_Challenge_: Gather every line below that contains the word "ocean" and copy each one unchanged.

_Extracted entries_:
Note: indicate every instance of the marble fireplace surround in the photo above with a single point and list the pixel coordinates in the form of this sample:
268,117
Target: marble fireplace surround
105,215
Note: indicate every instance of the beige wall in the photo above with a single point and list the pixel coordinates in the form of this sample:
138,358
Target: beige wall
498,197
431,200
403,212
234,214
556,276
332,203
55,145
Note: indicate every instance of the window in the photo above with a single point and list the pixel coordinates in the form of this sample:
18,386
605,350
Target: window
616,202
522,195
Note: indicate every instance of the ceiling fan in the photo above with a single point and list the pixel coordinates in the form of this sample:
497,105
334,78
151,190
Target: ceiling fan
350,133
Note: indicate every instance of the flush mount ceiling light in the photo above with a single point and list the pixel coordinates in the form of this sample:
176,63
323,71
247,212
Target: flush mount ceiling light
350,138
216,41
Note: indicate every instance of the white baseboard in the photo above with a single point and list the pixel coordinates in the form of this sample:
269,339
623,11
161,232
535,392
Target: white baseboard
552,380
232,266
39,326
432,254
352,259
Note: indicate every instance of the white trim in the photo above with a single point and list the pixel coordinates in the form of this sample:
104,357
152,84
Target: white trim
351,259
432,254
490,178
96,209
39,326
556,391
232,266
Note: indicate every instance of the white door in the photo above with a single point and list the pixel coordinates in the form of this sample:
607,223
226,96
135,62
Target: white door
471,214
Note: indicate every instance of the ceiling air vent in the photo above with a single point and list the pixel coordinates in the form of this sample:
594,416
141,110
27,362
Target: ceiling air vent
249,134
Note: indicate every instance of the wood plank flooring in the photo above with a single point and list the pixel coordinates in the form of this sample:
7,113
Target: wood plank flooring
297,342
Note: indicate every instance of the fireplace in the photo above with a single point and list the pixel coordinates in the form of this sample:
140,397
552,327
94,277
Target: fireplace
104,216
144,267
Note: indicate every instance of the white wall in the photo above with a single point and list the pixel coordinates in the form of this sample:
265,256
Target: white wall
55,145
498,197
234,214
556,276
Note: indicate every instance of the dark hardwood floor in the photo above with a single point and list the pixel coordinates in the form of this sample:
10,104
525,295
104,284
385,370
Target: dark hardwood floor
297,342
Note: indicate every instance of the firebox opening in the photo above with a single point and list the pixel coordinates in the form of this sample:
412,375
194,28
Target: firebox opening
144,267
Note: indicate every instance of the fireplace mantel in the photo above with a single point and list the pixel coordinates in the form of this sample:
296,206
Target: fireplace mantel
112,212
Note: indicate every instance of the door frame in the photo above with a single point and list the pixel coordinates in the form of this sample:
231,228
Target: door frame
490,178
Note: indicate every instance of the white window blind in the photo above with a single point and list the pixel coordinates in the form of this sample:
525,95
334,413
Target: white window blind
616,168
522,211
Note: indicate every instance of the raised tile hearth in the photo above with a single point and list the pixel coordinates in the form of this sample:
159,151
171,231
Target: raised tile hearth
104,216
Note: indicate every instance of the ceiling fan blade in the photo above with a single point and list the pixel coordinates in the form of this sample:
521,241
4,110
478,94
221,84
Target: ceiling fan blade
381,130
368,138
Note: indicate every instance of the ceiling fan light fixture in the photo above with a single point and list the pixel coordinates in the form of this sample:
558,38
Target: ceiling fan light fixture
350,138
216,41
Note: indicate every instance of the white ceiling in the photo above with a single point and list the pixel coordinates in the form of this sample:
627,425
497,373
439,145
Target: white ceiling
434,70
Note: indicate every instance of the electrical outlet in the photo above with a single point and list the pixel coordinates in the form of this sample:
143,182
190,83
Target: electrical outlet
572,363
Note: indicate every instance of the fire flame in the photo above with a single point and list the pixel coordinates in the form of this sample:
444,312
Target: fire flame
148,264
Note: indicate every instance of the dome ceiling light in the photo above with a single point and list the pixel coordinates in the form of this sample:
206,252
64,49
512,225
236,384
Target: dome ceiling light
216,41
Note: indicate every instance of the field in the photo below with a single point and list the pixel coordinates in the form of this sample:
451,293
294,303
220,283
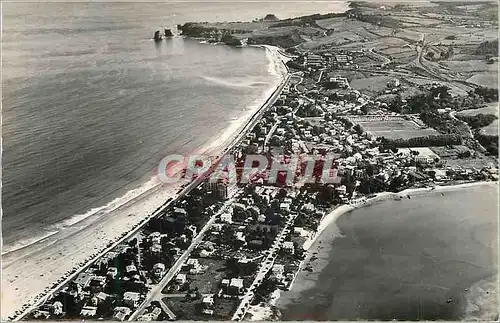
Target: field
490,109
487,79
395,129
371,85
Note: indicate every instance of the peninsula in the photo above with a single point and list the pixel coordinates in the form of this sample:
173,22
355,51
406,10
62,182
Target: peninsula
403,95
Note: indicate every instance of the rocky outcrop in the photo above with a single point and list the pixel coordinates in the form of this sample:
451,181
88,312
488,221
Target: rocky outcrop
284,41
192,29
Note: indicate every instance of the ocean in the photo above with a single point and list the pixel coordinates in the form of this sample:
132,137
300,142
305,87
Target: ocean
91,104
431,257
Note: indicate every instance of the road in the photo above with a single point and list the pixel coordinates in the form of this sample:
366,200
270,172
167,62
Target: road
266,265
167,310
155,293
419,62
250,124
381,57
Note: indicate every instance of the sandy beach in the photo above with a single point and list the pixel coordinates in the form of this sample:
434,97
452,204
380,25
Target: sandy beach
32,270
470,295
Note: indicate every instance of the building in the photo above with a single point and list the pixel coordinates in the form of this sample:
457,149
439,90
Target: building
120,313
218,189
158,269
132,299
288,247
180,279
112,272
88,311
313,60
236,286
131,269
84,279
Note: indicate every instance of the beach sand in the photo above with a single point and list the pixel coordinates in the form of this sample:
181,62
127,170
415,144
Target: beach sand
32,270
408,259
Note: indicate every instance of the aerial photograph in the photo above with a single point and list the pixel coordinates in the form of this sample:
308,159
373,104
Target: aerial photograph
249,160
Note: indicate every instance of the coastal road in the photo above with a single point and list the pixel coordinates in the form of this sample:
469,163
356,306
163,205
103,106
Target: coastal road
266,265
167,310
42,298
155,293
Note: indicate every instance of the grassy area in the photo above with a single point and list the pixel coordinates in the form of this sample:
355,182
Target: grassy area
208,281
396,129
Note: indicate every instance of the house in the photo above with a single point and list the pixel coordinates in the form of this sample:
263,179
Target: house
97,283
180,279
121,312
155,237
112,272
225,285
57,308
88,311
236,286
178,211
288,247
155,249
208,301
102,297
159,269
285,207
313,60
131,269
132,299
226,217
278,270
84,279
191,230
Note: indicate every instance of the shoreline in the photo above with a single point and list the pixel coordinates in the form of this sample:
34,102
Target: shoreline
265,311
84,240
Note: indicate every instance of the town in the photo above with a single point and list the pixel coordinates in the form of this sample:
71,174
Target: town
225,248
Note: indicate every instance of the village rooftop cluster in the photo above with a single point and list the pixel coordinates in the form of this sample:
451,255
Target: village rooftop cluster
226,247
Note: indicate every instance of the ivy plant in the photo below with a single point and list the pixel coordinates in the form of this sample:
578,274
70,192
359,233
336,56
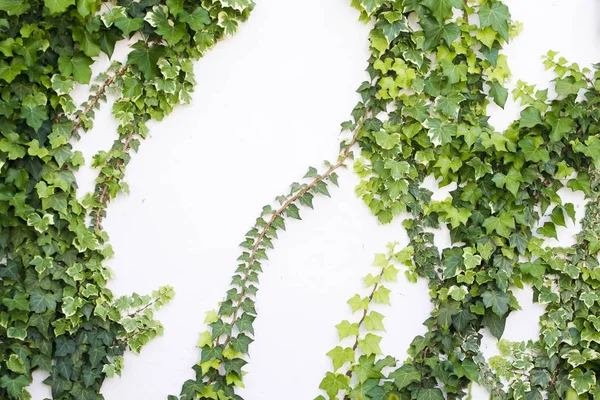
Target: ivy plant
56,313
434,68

* * *

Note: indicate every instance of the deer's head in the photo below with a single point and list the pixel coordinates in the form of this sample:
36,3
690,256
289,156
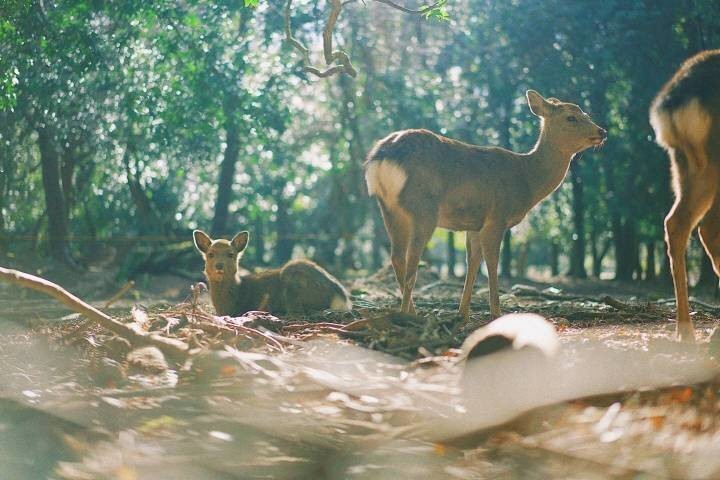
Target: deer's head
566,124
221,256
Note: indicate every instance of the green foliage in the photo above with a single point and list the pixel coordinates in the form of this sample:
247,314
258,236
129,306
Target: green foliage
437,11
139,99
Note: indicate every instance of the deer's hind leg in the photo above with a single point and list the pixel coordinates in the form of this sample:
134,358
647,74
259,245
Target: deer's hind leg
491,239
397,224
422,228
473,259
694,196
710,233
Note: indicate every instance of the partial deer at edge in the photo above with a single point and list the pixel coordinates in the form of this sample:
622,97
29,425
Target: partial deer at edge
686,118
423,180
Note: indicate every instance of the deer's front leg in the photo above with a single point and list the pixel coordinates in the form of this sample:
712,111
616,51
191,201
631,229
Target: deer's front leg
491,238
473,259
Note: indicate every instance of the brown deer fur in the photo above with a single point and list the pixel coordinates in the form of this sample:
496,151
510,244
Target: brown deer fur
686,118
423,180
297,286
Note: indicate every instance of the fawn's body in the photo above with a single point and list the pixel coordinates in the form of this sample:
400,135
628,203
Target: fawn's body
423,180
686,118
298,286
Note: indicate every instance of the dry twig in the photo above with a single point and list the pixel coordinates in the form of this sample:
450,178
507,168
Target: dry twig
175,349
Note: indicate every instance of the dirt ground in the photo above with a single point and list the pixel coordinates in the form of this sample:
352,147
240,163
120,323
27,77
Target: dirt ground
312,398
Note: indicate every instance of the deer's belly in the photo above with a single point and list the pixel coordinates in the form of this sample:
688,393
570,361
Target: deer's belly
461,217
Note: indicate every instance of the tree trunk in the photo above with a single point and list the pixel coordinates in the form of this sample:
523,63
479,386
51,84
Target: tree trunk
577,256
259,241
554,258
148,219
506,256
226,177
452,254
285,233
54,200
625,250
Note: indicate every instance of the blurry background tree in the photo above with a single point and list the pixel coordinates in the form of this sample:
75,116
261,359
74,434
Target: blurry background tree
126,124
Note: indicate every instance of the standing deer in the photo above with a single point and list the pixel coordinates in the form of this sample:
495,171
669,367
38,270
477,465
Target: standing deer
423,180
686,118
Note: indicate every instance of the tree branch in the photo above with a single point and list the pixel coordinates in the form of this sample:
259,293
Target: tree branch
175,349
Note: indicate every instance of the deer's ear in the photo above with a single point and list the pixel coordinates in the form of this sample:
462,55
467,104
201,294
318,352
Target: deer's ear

==

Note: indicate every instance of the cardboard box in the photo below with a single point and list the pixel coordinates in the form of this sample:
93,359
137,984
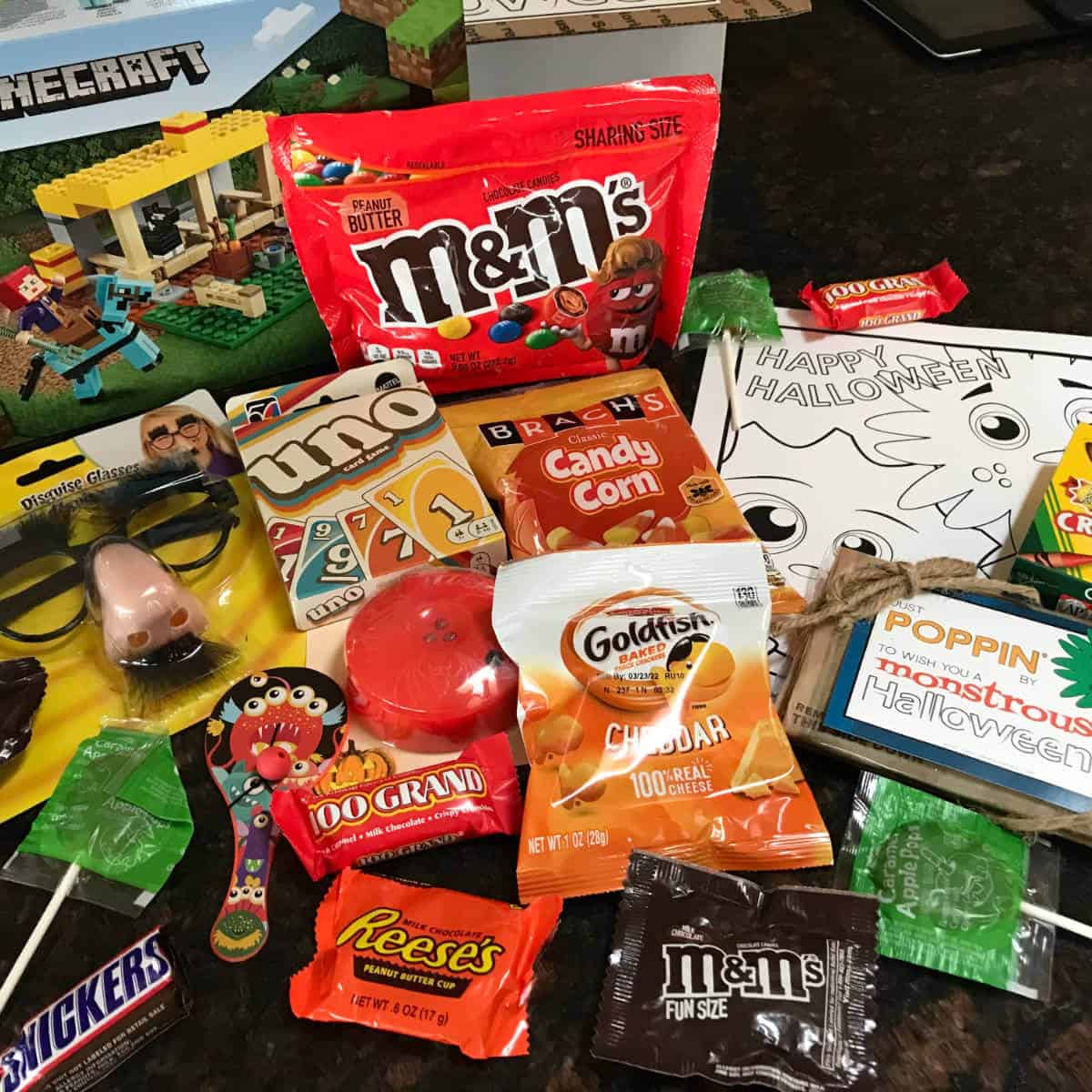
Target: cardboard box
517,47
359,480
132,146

_Output for this exercise_:
Note: indicate every instance of the ocean in the photo above with a single point and list the pixel coordinates in the form of this sample:
Target: ocean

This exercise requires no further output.